RECORD EXTRACTS Start Marker

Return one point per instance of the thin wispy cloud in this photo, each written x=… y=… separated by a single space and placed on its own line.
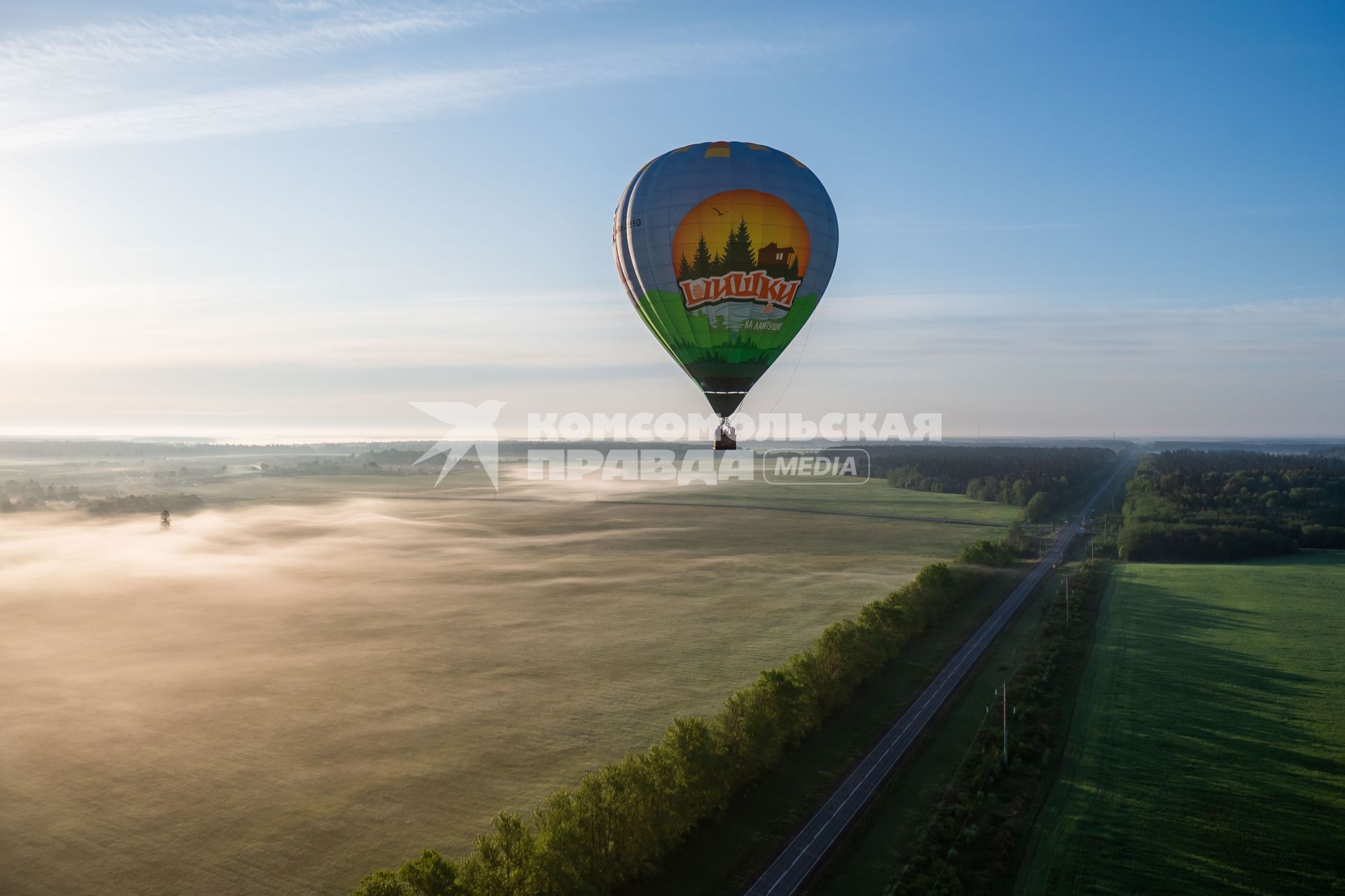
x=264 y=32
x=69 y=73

RECORD EXTRACTS End Marker
RECORD EXTRACTS Start Marker

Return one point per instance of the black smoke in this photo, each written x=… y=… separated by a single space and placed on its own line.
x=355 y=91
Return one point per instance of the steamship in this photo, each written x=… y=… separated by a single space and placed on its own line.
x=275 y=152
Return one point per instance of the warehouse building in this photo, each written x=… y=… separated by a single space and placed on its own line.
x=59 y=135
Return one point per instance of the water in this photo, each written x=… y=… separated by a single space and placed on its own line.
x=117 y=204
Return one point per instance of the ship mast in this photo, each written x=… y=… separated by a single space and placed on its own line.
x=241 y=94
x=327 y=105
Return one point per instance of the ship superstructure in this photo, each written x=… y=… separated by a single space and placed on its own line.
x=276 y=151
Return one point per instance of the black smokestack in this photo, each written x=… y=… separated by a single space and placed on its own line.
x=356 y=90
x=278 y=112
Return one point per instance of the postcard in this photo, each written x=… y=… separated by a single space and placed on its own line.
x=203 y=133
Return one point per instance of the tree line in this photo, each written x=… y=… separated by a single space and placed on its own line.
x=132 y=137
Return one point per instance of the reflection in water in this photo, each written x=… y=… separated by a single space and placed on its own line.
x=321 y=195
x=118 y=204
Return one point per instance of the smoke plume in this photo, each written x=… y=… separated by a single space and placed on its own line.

RECORD EXTRACTS End Marker
RECORD EXTRACTS Start Marker

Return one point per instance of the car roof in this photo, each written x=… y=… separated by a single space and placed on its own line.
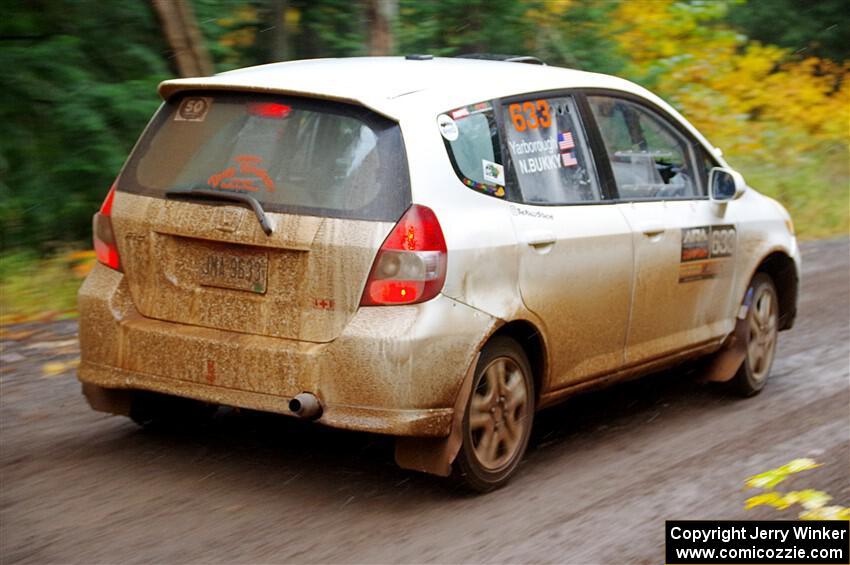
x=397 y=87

RECORD EXTRACTS End Marker

BRIEF
The lines above starting at the one that contains "Return one point per instance of the reflection" and ending at the one that contains "Return one point per instance of the smoke" must be transcribed exactly, and no other lines may appear.

EXPECTED ANSWER
Return one point per instance of the reflection in water in this photo, each written x=… y=… separated by a single space and placed on its own line.
x=321 y=195
x=118 y=204
Return one point per instance of the smoke plume in this photo, each written x=… y=… separated by a single space and placed on its own line.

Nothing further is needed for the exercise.